_Your instructions_. Rewrite only the part that opens with the line containing "drop a dot on the white lace mantel" and closes with the end of the items, changing every "drop a dot on" to "place a marker on" and keeping everything else unchanged.

_Data for this task_.
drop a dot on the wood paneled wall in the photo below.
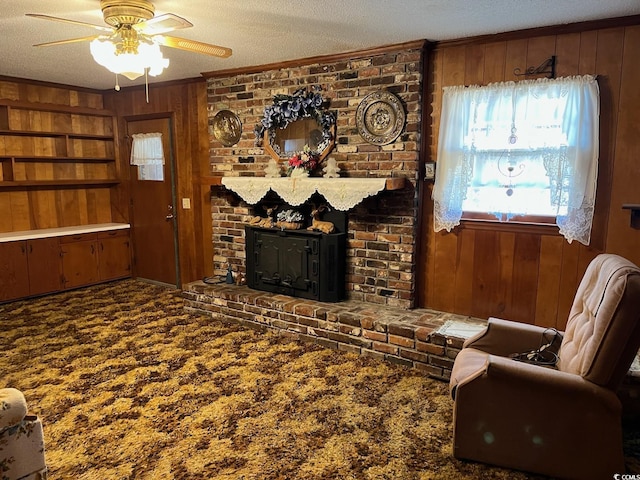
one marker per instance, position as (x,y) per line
(186,103)
(530,273)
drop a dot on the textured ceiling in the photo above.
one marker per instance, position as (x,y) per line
(268,31)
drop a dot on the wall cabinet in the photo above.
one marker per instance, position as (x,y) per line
(43,258)
(51,264)
(114,255)
(79,256)
(14,280)
(29,267)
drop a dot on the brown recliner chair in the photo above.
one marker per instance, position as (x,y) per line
(563,421)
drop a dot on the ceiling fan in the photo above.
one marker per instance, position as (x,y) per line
(129,43)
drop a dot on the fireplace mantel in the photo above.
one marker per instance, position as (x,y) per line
(342,193)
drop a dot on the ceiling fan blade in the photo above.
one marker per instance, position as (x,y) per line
(193,46)
(73,22)
(71,40)
(162,24)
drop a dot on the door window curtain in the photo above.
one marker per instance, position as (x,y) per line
(147,153)
(554,123)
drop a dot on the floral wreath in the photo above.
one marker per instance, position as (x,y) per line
(290,108)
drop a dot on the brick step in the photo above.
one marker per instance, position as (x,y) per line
(425,339)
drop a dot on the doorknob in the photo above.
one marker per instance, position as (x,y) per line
(171,215)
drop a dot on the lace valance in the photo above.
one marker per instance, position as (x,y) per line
(341,193)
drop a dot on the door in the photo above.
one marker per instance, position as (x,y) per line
(153,216)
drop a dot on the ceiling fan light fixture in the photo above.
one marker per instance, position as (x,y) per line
(130,64)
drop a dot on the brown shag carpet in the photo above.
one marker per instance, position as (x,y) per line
(130,386)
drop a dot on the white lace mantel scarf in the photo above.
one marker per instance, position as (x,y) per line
(342,193)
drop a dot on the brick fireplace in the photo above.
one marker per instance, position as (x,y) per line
(381,232)
(377,316)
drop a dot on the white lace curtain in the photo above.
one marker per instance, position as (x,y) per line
(556,120)
(146,149)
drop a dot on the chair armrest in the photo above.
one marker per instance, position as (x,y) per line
(504,337)
(526,384)
(13,407)
(537,419)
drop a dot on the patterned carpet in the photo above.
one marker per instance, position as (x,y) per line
(129,386)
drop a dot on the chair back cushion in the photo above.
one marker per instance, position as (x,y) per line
(603,330)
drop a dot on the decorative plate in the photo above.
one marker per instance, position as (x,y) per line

_Output of the task_.
place a marker on the white lace mantel scarf in the photo above.
one marker per instance, position as (x,y) per line
(342,193)
place a marker on the brick fireplace in the photo above.
one marker per instance, position as (x,y) per line
(381,232)
(377,316)
place a marker on the white lace curtain in the photo above.
one marker per instance, position as (x,y) per line
(556,120)
(146,149)
place a marker on the chair armrest in the photo above.
one marker per instance, position as (x,y) per line
(504,337)
(526,384)
(13,407)
(537,419)
place a marker on the patterned carpet in the photo above.
one marker per instance, position as (x,y) per line
(129,386)
place a marker on the chair back cushion in the photo above.
one marker per instance, position as (x,y) per line
(603,330)
place a marker on the decorative plate in the photo above.
one marker per instance, position as (x,y) per line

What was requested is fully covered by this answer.